Testo di partenza:
+ + + + +
Scherzi da digital: i pesci d’aprile dei grandi brand

10 Aprile 2019

Il marketing è un campo bizzarro: costruisce la sua portata su numeri, dati, metriche e statistiche.
Un colosso serioso, che incute timore reverenziale, e a cui tutte le attività, le società, le startup, si attengono consultando la sua voce dei suoi guru, un po’ come fossero oracoli.
Ma il marketing, e la sua sorella pubblicità, celano uno spirito goliardico: per questo, il primo d’aprile è sicuramente uno di quei giorni che non possono passare inosservati nel mondo digital.

Così, ci siamo guardati intorno e abbiamo scovato la nostra top 5 di brand jokes: le idee più scherzose in un excursus che comprende gli ultimi 5 anni di burle sagaci e illuminanti da parte dei grandi marchi.

2015: il vincitore è Google

Correva il 2015, anno in cui Google Maps ha trasformato strade e percorsi di tutto il mondo nel labirinto di Pac-Man.
+ + + + +
(Voci di annotazione con coordinate)
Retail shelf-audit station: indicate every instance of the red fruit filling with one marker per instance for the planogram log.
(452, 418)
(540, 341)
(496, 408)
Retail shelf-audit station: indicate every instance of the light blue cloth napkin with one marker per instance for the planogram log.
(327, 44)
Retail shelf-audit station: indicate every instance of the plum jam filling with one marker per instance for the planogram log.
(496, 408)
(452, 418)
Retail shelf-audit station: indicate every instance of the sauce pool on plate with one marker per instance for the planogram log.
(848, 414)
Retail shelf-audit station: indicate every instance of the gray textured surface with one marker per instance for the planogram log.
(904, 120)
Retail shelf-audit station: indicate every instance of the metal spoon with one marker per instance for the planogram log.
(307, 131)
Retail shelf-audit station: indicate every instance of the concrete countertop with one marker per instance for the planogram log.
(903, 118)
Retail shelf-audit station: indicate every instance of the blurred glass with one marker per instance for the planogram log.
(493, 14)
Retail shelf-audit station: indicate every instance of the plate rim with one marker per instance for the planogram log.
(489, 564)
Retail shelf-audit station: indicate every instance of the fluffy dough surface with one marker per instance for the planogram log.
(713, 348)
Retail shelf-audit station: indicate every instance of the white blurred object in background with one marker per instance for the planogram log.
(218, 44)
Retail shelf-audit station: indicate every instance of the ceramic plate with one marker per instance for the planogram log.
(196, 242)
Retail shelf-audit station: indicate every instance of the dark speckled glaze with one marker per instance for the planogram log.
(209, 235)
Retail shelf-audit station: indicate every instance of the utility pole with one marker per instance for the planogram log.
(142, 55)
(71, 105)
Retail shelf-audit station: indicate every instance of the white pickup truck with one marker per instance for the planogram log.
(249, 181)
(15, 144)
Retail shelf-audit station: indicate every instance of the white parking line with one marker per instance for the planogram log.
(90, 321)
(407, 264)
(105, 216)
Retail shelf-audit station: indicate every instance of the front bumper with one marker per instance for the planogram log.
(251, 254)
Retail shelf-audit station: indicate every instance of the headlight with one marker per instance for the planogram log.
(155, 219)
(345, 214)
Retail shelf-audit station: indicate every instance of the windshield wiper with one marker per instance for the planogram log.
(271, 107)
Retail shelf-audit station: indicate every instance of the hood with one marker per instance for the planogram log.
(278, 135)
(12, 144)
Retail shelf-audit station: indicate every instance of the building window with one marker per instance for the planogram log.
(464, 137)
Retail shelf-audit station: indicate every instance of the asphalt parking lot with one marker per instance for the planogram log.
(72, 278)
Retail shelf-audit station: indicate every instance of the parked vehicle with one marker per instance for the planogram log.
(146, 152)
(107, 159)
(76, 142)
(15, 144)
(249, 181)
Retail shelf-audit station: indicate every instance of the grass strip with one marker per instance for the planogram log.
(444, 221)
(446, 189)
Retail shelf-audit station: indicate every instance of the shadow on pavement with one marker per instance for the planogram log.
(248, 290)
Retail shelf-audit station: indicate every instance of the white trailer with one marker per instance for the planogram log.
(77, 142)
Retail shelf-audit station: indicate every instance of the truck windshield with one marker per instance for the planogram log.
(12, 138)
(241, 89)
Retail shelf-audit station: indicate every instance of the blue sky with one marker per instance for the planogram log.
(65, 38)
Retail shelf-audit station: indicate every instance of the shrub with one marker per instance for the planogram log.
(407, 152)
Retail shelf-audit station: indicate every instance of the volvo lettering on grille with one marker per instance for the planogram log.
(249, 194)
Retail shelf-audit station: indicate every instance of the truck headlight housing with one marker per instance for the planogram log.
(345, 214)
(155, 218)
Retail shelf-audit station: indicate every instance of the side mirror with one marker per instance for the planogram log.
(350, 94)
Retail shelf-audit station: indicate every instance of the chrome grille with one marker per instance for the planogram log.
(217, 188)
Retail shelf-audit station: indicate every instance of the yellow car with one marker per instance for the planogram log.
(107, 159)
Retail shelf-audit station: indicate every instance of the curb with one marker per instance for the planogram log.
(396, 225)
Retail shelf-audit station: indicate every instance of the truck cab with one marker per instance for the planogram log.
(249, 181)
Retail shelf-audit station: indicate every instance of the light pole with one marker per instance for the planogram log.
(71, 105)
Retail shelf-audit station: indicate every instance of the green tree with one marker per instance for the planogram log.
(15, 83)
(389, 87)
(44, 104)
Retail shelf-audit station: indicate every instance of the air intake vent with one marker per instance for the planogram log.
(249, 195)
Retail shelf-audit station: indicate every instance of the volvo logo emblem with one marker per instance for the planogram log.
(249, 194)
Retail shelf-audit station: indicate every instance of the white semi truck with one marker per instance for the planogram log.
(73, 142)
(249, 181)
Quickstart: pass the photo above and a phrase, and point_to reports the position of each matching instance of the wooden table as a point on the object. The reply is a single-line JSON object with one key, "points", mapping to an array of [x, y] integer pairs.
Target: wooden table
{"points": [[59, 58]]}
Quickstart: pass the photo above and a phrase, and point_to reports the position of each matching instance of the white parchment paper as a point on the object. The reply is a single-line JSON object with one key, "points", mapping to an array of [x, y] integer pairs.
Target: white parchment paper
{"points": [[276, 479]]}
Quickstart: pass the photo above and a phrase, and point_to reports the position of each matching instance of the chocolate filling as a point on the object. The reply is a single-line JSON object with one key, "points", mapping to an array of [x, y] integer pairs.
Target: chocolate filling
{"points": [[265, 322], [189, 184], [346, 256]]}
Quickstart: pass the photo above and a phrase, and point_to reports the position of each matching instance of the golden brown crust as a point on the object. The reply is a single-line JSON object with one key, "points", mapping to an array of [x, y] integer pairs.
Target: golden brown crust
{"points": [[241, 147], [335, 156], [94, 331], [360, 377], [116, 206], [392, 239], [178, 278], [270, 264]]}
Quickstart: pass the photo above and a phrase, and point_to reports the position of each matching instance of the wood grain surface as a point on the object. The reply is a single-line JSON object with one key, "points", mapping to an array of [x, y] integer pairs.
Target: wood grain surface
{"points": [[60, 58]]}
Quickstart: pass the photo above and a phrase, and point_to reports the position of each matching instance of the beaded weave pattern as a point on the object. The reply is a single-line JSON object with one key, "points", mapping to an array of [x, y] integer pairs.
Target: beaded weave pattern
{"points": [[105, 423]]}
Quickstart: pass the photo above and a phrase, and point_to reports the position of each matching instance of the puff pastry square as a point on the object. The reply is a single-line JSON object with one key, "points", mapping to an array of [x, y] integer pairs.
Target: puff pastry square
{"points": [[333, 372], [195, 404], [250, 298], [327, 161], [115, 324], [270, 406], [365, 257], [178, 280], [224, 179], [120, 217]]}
+ + + + +
Consegna 1:
Per favore, stampa il passo del testo sui pesci d'aprile dei grandi brand cominciando da "10 Aprile 2019" e proseguendo fino a "labirinto di Pac-Man.".
Consegna 2:
Traduci in inglese questa frase del testo sui pesci d'aprile dei grandi brand: "Correva il 2015, anno in cui Google Maps ha trasformato strade e percorsi di tutto il mondo nel labirinto di Pac-Man."
Consegna 3:
Riprendi il testo sui pesci d'aprile dei grandi brand dal punto in cui si interrompe.
I record non servono.

Risposta 1:
10 Aprile 2019

Il marketing è un campo bizzarro: costruisce la sua portata su numeri, dati, metriche e statistiche.
Un colosso serioso, che incute timore reverenziale, e a cui tutte le attività, le società, le startup, si attengono consultando la sua voce dei suoi guru, un po’ come fossero oracoli.
Ma il marketing, e la sua sorella pubblicità, celano uno spirito goliardico: per questo, il primo d’aprile è sicuramente uno di quei giorni che non possono passare inosservati nel mondo digital.

Così, ci siamo guardati intorno e abbiamo scovato la nostra top 5 di brand jokes: le idee più scherzose in un excursus che comprende gli ultimi 5 anni di burle sagaci e illuminanti da parte dei grandi marchi.

2015: il vincitore è Google

Correva il 2015, anno in cui Google Maps ha trasformato strade e percorsi di tutto il mondo nel labirinto di Pac-Man.

Risposta 2:
It was 2015, the year Google Maps turned streets and routes all over the world into the Pac-Man maze.

Risposta 3:
Ma, sempre nello stesso anno, il colosso Google si è divertito a lanciare Smartbox: una cassetta delle lettere che si prende cura della posta – sì, quella fatta di cara e vecchia carta – proprio come farebbe la casella Gmail, ordinando le missive tra inbox, posta inviata, spam. Una cassetta interattiva, con display touch e sistema di notifiche collegate ai propri dispositivi mobili. Un pesce d’aprile davvero credibile!

2016: Mark for H&M

Lo ricorderete: Mark Zuckerberg modello per un giorno, modello per HM. Anzi, modello per una collezione studiata appositamente da lui, per quelli come lui. Il payoff irriverente “one less thing to think about in the morning” faceva presagire il contenuto della capsule collection, composta di sette modelli di  t-shirt grigie – tutte uguali – e un solo paio di jeans. Nulla da aggiungere all’essenzialità del patron di Facebook, diventato protagonista della fantomatica collezione a cui il brand di abbigliamento svedese ha dedicato una landing page ancora visibile oggi all’indirizzo markforhm.com!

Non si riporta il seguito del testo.